## [Work to do]
Filter the rows below, keeping every line that contains the word "white" and copying each one in full. Matching is case-sensitive.

## [Rows from a dataset]

* Begin *

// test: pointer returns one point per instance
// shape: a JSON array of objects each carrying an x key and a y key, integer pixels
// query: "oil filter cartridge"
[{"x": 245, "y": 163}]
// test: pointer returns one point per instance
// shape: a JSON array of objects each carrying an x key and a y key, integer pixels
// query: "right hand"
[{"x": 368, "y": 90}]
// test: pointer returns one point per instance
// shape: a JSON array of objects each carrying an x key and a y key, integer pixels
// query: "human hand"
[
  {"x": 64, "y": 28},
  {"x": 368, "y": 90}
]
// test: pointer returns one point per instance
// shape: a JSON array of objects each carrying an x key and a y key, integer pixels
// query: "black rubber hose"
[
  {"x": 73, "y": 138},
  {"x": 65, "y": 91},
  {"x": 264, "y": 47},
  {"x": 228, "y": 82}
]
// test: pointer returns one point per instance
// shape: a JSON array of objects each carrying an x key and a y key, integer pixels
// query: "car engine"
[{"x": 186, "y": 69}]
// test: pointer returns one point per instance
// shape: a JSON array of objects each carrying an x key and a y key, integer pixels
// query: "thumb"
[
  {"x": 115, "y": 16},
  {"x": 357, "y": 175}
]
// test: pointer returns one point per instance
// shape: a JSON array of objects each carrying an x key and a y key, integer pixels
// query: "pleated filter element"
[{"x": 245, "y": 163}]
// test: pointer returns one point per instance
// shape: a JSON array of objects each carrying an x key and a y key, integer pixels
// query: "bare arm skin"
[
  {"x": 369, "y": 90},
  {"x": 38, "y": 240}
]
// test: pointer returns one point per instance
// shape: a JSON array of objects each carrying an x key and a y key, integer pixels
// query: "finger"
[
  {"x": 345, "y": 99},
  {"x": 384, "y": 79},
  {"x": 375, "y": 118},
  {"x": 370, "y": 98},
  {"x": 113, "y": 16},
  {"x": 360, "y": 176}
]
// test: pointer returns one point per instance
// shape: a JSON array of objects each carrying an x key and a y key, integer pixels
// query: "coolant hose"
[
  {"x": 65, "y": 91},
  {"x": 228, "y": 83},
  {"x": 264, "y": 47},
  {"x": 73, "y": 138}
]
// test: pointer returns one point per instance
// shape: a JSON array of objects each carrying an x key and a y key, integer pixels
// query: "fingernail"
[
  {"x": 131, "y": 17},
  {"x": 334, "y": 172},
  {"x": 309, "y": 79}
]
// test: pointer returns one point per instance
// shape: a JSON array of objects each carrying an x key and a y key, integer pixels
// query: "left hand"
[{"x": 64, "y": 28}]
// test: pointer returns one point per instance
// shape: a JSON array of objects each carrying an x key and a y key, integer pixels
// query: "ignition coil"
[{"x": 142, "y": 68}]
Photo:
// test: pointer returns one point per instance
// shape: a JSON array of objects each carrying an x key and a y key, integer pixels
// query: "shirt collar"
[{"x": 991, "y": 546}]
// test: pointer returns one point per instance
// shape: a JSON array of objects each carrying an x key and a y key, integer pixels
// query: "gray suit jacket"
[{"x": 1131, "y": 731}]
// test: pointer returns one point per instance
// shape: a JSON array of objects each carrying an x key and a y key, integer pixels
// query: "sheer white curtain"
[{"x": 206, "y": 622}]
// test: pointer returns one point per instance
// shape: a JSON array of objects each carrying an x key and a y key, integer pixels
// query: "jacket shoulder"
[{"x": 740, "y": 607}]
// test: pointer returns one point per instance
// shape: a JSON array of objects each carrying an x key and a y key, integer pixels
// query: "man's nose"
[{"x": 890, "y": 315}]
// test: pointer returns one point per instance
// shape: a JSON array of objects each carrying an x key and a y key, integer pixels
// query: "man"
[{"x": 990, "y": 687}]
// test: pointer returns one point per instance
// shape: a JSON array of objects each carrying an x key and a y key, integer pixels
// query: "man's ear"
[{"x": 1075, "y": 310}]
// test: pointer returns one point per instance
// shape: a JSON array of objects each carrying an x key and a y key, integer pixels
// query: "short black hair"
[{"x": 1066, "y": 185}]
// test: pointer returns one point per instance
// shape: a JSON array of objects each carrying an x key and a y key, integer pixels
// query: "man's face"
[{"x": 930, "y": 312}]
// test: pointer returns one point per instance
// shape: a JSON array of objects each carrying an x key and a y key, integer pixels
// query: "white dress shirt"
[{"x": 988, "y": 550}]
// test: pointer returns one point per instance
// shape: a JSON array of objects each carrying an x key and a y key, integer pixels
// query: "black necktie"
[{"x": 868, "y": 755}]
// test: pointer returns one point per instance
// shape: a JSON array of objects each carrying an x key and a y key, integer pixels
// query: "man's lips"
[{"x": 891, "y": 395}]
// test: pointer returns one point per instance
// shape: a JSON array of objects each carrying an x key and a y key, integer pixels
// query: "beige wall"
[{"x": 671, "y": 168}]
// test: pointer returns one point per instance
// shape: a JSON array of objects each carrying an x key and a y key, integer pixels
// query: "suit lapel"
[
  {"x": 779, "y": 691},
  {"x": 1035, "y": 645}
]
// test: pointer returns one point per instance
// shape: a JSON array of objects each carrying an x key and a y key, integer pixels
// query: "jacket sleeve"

* End *

## [Exercise output]
// query: "sheer white curtain"
// query: "white dress shirt"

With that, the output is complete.